> [QUOTED PASSAGE]:
──────────

Some in the party fear that the modern Conservatives resemble a character in a children’s cartoon who has run off the edge of a cliff, but with their feet still scrabbling furiously, they have yet to notice.
“There is mass denial going on in the party,” said one senior regional organiser who has council elections in their area. “If you’re knocking on doors as much as I do, the view from MPs can seem delusional. No one has ever told me: ‘Kemi was good on PMQs, wasn’t she?’ It’s only MPs and nerds like me who watch it.
“We’re not making up ground. The brand has not been repaired. After May, Reform might end up as the party you vote for on the right. They are making inroads everywhere. We’re at risk of reaching that critical mass where a vote for us is seen as a wasted voted. That just wasn’t the case even last year.
“All the party has done is take a tactical decision to go to the right and echo Reform. There is no strategy as to who our voters are. It’s all driven by PMQs and a Westminster comms plan. What is Kemi’s vision for Britain? I don’t know.”
Others wonder whether the party has yet adjusted to the new era of British politics, one in which the Conservative-Labour duopoly has been smashed and voter loyalties feel in permanent flux.
“Their poll position suggests to me that they are in an awful lot of trouble,” said Tim Bale, a professor of politics at Queen Mary University of London, and a chronicler of the Conservatives’ recent history. “Simply pointing to a Labour government that’s doing really badly, and thinking, well, we’re not as bad as them – it’s not enough. They don’t seem to have realised that they are living in their completely different world, one where unpopularity for the government does not necessarily translate into popularity for the official opposition.
“The fact that the shine has come off Reform a little bit is probably encouraging them to think that gradually this thing will come back to normal. But there’s no signs we are going back to life as normal. After Labour won the 1997 election, one Tory said to me: ‘Oh well, it will be like a man running off with his mistress, and when he wants his socks darned and a home-cooked meal he’ll come back.’ I do wonder whether the Conservatives feel there still is a sort of natural order of things.”

──────────

> [THE DATA]:
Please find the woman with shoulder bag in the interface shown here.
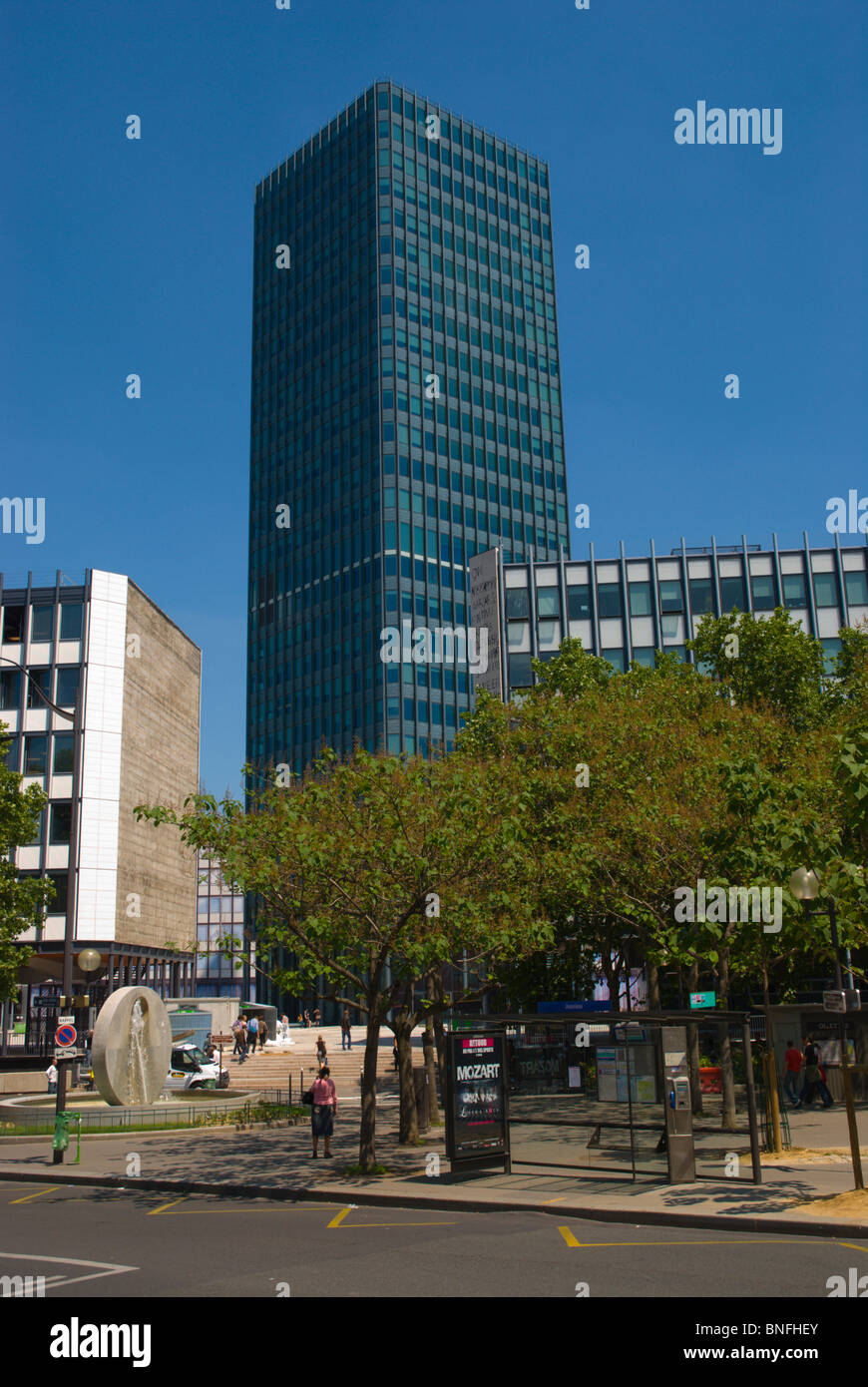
[310,1066,337,1159]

──────────

> [WORK ITEM]: Decide whether each statement agrees with the text on the Conservative Party. Answer yes or no for each, and quote the words of the text that decide it. 1. The regional organiser says the party's brand has been repaired. 2. Tim Bale is a professor of politics at Queen Mary University of London. 3. The regional organiser says the party has a strategy for who its voters are.

> [EXERCISE ANSWER]:
1. No: "The brand has not been repaired."
2. Yes: "a professor of politics at Queen Mary University of London"
3. No: "There is no strategy as to who our voters are."